Aim of the task: Among the entries beneath this sentence, how many lines include the word "where"? Only the number is wanted.

(Entries taken from a collection)
===============
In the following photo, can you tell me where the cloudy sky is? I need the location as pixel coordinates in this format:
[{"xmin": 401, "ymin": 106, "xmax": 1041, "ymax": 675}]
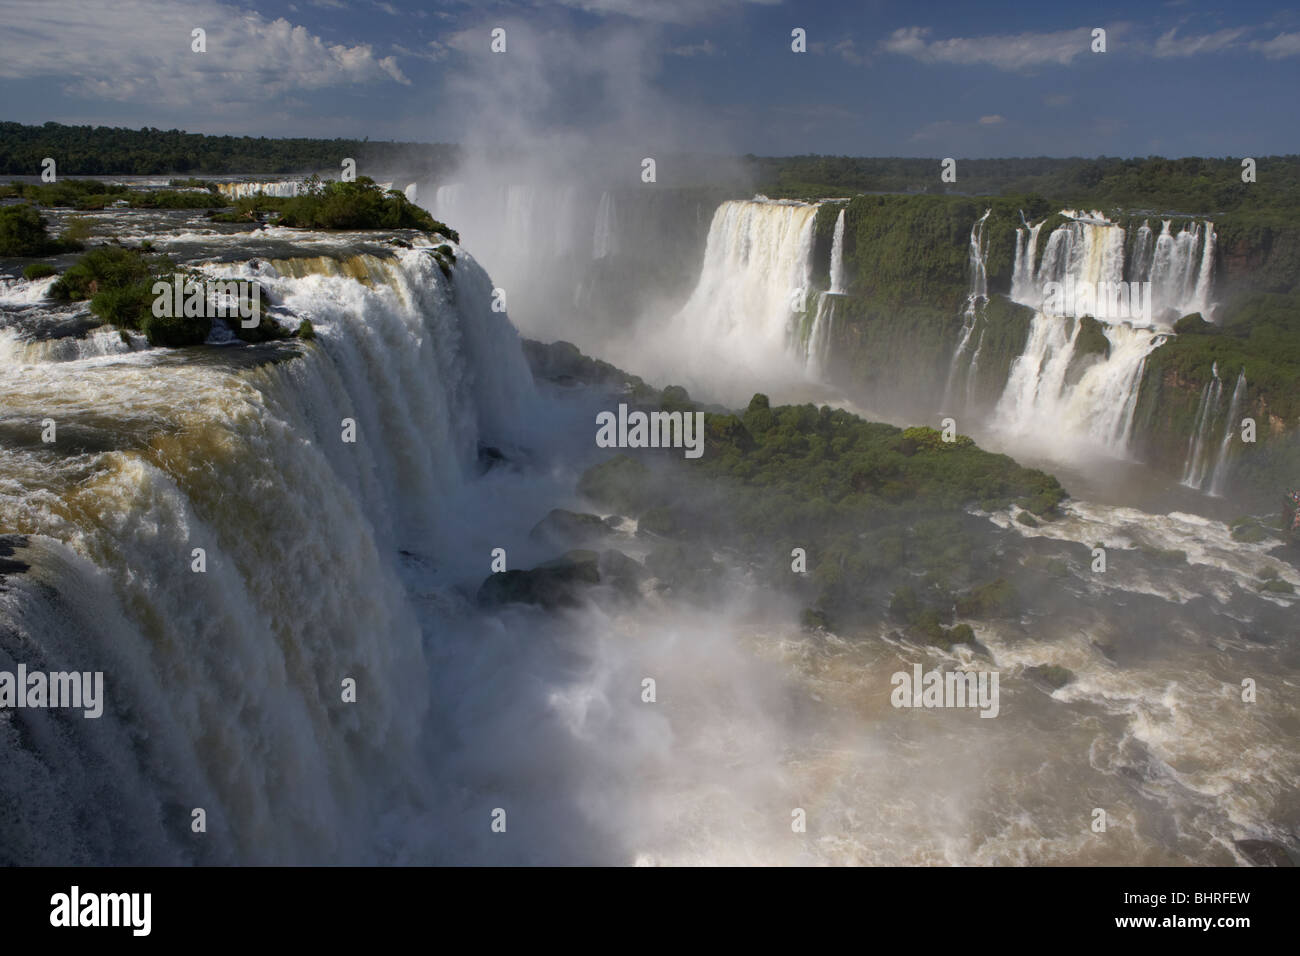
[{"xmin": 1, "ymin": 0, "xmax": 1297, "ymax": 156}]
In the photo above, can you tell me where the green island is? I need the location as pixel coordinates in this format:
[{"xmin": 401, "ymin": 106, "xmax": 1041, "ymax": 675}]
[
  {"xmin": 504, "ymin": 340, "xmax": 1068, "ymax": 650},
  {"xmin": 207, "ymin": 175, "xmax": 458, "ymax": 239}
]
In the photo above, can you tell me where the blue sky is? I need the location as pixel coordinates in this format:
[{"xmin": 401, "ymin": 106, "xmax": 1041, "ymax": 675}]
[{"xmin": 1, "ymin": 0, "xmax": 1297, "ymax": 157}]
===============
The answer: 3